- [引用文]
第9回 解かれることを望まない秘密だってあるさ

投稿日:2014年01月17日

「解かれることを望まない秘密だってあるさ」エドガー・アラン・ポーの言葉です。
先日、あるラーメン屋さんで雑誌をひらくと、一人の漫談家が介護施設で亡くなって一周忌を迎えたとのコラムが載っていました。施設のヘルパーによると、遺品は売れていたころのブロマイド1枚と紫の蝶ネクタイとラメ入りスールのステージ衣装、年金をコツコツためた五十万円だったそうです。その漫談家には二人の娘がいて長女は先妻に引き取られ、次女は内縁の妻との間に生まれたそうです。気ままな生き方が災いしたのか、晩年は内縁関係も解消され娘たちとも疎遠になってしまいました。その漫談家は、よせばいいのに二人の娘に宛てて遺言を送ってしまった。二人の娘はこの遺産分けの時に初めて姉妹として対面しました。いささか迷惑でもあったようであるが、初対面なのに懐かしさも感じていました。しかし、二人とも遺言は封を開けずに棺に納め、預金は納骨堂の永代供養料に充てられました。ブロマイドは、長女が、ステージ衣装は次女が持ち帰りました。このコラムは、元日刊ゲンダイ編集長鈴木義郎さんの「秘密とは美しい記憶でなければならない」から私がかってに抜粋しました。

- [提供データ]
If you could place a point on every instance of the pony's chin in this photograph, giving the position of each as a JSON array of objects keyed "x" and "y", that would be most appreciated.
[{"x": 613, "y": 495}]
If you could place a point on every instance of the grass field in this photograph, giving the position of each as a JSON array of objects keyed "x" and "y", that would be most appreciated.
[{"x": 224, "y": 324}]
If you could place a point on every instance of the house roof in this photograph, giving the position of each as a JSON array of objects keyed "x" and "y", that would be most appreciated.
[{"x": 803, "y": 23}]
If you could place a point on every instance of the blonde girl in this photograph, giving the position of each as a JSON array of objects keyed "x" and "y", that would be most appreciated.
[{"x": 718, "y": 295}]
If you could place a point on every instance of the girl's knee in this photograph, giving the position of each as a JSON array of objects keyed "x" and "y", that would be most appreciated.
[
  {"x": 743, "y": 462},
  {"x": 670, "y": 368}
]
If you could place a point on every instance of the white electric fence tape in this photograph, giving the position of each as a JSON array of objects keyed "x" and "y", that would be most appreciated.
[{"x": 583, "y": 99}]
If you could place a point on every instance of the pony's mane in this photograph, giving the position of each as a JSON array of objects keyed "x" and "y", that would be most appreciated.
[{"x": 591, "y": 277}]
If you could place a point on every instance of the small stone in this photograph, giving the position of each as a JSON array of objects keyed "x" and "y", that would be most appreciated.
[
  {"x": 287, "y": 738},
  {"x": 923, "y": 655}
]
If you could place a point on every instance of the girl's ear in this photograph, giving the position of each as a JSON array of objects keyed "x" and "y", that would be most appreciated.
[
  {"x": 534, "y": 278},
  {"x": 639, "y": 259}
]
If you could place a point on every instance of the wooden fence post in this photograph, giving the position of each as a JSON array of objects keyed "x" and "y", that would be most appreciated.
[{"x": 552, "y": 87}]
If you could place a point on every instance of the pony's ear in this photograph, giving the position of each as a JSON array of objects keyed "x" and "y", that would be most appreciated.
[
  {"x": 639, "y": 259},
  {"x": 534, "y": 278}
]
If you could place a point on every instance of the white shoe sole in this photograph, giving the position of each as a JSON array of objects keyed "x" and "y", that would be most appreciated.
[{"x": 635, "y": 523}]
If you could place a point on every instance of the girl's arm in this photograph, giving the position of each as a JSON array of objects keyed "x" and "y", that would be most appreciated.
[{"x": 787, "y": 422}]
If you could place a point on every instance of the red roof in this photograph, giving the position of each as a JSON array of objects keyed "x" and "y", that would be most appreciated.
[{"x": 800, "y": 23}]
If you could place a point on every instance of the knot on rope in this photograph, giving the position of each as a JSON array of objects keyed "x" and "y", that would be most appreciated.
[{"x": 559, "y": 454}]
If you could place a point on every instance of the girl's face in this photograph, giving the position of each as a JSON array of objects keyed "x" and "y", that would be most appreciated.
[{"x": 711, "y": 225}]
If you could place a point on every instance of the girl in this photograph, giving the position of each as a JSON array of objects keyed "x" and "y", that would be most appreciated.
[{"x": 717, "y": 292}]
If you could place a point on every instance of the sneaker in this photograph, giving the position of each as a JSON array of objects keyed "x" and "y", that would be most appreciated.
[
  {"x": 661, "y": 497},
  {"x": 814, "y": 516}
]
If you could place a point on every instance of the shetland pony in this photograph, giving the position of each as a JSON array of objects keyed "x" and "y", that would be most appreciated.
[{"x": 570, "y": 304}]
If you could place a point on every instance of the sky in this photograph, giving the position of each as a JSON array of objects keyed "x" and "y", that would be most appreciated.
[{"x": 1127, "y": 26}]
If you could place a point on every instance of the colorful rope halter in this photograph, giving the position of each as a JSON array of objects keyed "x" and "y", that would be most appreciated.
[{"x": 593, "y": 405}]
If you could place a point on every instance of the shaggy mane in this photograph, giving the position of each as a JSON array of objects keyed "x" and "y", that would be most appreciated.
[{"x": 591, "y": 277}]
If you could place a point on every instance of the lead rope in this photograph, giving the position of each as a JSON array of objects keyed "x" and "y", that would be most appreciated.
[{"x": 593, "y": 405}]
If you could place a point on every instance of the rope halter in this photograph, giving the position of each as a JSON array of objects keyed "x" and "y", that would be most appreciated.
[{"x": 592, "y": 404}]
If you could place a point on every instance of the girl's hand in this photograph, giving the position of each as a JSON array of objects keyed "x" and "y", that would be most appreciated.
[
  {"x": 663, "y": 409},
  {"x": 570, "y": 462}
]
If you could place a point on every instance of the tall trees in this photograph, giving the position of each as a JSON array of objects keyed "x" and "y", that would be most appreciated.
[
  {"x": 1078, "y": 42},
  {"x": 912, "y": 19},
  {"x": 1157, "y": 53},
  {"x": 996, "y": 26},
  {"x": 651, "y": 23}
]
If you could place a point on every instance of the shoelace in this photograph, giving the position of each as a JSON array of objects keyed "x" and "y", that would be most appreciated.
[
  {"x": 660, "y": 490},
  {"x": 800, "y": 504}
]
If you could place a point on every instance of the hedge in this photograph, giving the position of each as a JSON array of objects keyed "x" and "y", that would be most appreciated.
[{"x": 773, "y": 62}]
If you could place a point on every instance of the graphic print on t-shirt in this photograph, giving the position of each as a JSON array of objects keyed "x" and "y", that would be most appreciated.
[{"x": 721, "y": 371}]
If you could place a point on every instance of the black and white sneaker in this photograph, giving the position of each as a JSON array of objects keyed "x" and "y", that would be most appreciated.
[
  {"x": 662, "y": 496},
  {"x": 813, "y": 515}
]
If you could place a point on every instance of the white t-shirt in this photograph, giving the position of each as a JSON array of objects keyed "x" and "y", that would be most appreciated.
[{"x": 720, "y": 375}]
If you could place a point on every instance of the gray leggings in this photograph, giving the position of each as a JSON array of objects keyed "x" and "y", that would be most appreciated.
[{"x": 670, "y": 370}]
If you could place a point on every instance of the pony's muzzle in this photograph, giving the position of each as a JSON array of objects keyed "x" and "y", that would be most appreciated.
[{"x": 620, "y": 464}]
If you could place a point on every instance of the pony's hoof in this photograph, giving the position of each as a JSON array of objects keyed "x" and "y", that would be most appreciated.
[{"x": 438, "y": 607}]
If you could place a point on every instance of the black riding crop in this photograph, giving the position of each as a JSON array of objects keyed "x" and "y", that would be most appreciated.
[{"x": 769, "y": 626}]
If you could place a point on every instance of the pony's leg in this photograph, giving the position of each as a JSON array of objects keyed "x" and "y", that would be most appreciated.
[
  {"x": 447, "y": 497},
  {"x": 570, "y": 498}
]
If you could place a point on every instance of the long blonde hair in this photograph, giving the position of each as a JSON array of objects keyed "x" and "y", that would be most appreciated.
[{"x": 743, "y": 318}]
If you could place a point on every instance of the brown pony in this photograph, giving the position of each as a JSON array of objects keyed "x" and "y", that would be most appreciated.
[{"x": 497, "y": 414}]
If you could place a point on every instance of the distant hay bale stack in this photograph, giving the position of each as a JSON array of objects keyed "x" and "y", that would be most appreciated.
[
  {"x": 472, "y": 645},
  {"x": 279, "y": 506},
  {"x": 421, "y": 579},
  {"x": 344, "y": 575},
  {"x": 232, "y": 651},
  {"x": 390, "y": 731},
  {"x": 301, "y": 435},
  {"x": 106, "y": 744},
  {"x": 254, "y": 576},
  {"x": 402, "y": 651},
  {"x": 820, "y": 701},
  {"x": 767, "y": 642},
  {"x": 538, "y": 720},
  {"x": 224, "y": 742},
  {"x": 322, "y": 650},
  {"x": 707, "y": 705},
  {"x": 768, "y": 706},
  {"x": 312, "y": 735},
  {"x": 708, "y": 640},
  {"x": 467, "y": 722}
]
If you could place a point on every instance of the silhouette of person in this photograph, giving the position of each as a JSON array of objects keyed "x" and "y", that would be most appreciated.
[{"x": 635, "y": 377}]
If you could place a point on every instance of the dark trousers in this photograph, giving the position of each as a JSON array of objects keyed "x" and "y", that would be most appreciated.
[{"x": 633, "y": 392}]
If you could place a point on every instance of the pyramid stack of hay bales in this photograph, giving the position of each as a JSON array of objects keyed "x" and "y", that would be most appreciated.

- [タスク指示] 漫談家の遺品と遺言を扱った引用文について、最後の文の次から続きを書いてください。 上記の行は、引用文の内容とは関係がありません。

- [回答文]
私たちだれもが一つや二つ、話したくない過去があります。ただ、時間経って美しくなるもの、棺桶に一緒に持っていくものなど様々です。秘密とは、自らの過去を守るためではなく、自分以外の誰かを守るための美しい記憶でなければならないからと鈴木氏はこのコラムを結んでいます。
私は、ラーメン屋さんで偶然見つけた少し前にかかれたコラムにジーンとなり、店主にお願いしラーメンの汁痕のついた雑誌をいただきました。そのお返しに私は「北海道の温泉宿」を紹介した最新版の雑誌を持参しました。